Records excerpted from a collection:
────────────────

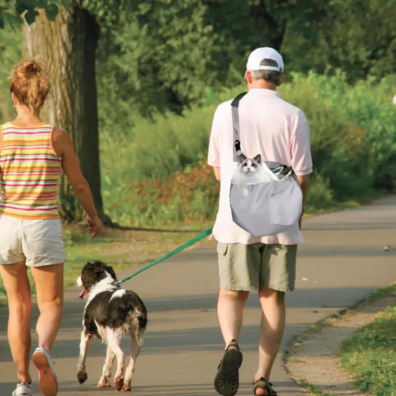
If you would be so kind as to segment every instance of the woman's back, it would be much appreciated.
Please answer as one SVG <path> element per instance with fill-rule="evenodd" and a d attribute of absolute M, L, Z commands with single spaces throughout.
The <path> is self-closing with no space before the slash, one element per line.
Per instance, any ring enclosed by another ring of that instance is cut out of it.
<path fill-rule="evenodd" d="M 52 145 L 53 126 L 7 122 L 0 145 L 0 214 L 23 219 L 59 217 L 57 180 L 62 165 Z"/>

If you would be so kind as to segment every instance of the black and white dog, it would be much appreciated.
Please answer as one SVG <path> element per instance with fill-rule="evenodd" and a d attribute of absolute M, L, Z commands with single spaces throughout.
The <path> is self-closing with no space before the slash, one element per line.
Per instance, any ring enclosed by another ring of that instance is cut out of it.
<path fill-rule="evenodd" d="M 81 333 L 77 378 L 80 384 L 87 380 L 85 360 L 90 345 L 96 336 L 107 346 L 98 388 L 110 386 L 115 356 L 117 365 L 114 386 L 118 391 L 127 392 L 131 390 L 135 364 L 147 325 L 147 310 L 136 293 L 114 285 L 116 281 L 113 268 L 101 261 L 87 263 L 77 279 L 77 285 L 84 288 L 80 298 L 88 298 L 83 319 L 84 330 Z M 120 343 L 126 334 L 132 339 L 132 350 L 124 377 L 124 352 Z"/>

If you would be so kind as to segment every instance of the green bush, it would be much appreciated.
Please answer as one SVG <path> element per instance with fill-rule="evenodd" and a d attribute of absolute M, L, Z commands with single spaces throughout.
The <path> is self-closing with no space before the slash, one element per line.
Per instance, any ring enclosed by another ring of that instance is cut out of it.
<path fill-rule="evenodd" d="M 279 91 L 302 109 L 311 130 L 314 172 L 308 211 L 392 189 L 396 182 L 393 77 L 353 86 L 341 73 L 292 77 Z M 204 107 L 182 116 L 137 120 L 117 136 L 102 131 L 103 199 L 113 219 L 145 226 L 213 220 L 218 185 L 202 165 L 213 114 L 217 104 L 245 90 L 243 85 L 219 93 L 207 89 Z"/>

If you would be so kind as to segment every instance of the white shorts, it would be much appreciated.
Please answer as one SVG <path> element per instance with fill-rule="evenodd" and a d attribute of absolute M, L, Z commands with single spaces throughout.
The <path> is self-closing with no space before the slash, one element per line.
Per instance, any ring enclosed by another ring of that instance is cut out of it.
<path fill-rule="evenodd" d="M 0 214 L 0 264 L 24 260 L 29 267 L 64 262 L 59 219 L 27 220 Z"/>

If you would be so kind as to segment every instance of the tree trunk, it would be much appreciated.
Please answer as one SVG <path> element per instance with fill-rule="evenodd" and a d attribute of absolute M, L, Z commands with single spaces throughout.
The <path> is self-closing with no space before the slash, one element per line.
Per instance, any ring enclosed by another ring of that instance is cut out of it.
<path fill-rule="evenodd" d="M 61 7 L 50 21 L 40 10 L 36 21 L 23 30 L 23 55 L 46 65 L 51 82 L 50 96 L 43 109 L 43 119 L 70 134 L 83 174 L 92 191 L 102 220 L 98 127 L 95 55 L 99 27 L 95 16 L 77 6 Z M 61 172 L 58 194 L 59 211 L 67 222 L 77 222 L 83 211 Z"/>

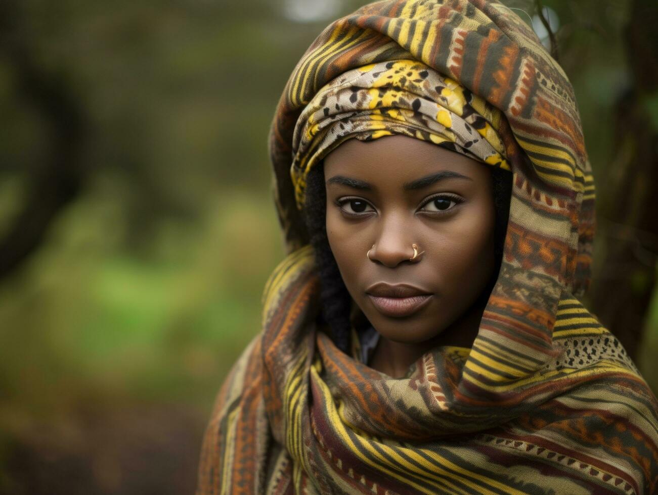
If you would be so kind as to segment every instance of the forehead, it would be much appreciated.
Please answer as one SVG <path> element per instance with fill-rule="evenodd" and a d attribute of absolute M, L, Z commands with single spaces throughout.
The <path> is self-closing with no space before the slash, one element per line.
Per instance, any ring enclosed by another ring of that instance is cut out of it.
<path fill-rule="evenodd" d="M 442 171 L 488 181 L 489 166 L 432 143 L 404 135 L 345 141 L 324 158 L 326 179 L 340 175 L 372 183 L 408 182 Z"/>

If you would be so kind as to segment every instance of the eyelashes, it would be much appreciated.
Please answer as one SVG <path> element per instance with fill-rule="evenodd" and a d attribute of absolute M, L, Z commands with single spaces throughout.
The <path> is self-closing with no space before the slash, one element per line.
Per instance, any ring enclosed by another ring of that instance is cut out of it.
<path fill-rule="evenodd" d="M 440 193 L 424 199 L 417 211 L 436 215 L 447 214 L 463 202 L 464 199 L 457 195 Z M 363 218 L 377 212 L 374 207 L 363 198 L 343 197 L 334 204 L 343 214 L 349 217 Z"/>

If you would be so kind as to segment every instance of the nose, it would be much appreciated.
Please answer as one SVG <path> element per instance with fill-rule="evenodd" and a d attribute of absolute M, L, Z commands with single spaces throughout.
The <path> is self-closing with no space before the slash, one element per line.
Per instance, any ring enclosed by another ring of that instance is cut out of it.
<path fill-rule="evenodd" d="M 368 258 L 370 261 L 380 263 L 390 268 L 409 262 L 414 255 L 414 250 L 411 236 L 407 232 L 409 224 L 409 219 L 385 219 L 382 222 L 374 246 L 368 251 Z"/>

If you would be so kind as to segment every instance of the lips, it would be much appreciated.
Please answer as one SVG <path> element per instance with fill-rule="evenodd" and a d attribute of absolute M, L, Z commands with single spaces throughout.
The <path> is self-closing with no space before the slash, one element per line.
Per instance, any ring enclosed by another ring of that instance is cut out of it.
<path fill-rule="evenodd" d="M 379 282 L 366 289 L 366 294 L 380 313 L 401 318 L 424 308 L 432 297 L 431 293 L 408 284 L 390 285 Z"/>

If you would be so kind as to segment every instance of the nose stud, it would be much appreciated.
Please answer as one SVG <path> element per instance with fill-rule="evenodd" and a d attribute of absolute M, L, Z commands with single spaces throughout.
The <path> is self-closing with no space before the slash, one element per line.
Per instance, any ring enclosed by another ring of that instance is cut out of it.
<path fill-rule="evenodd" d="M 420 251 L 420 252 L 418 252 L 418 248 L 417 244 L 412 244 L 411 247 L 413 248 L 413 256 L 409 258 L 409 261 L 412 262 L 413 263 L 418 263 L 419 261 L 420 261 L 420 260 L 422 259 L 422 255 L 425 254 L 425 252 Z"/>
<path fill-rule="evenodd" d="M 372 247 L 368 250 L 368 252 L 366 253 L 366 256 L 368 256 L 368 259 L 372 261 L 372 258 L 370 257 L 370 252 L 374 249 L 374 245 L 372 245 Z"/>
<path fill-rule="evenodd" d="M 413 248 L 413 256 L 409 258 L 409 261 L 411 261 L 412 263 L 418 263 L 419 261 L 420 261 L 420 260 L 422 259 L 422 255 L 425 254 L 425 252 L 420 251 L 420 252 L 418 252 L 418 245 L 416 243 L 412 244 L 411 247 Z M 366 256 L 368 257 L 368 259 L 370 260 L 370 261 L 372 261 L 372 258 L 370 257 L 370 254 L 373 249 L 374 249 L 374 244 L 372 245 L 372 247 L 368 249 L 368 252 L 366 253 Z"/>

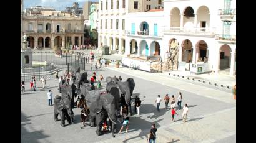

────────────────

_Brief_. Reproduce the lines above, starting at the line with "bush, it would be much appreciated." and ending with the line with "214 L 0 264", both included.

_Solution to the problem_.
If you would be so kind as to segment every instance of the green bush, it would be much appreciated.
Please answer as one SVG <path> element per instance with fill-rule="evenodd" and a d attribute of absolute M, L, Z commands with single spaces throughout.
The <path> is self-closing with no space before the slash, one element per line.
Per instance, any ring enclosed by another ring of that instance is cut out of it.
<path fill-rule="evenodd" d="M 279 91 L 302 109 L 311 130 L 314 172 L 308 211 L 392 189 L 396 182 L 393 77 L 353 86 L 341 73 L 292 77 Z M 204 107 L 182 116 L 137 120 L 117 136 L 102 131 L 103 199 L 113 219 L 145 226 L 213 220 L 218 185 L 202 165 L 213 114 L 217 104 L 245 90 L 243 85 L 219 93 L 207 89 Z"/>

If you would be so kind as to segment every instance of the white shorts, it would be much appreciated.
Please answer as one SVG <path> element per instance with fill-rule="evenodd" and a d attribute of absolute M, L, Z commands with single spaces throughout.
The <path> is self-closing with no space before the slash, one element per line.
Per instance, any ring enclosed by another ring of that instance is cut out of it.
<path fill-rule="evenodd" d="M 0 214 L 0 264 L 24 260 L 29 267 L 64 262 L 59 219 L 27 220 Z"/>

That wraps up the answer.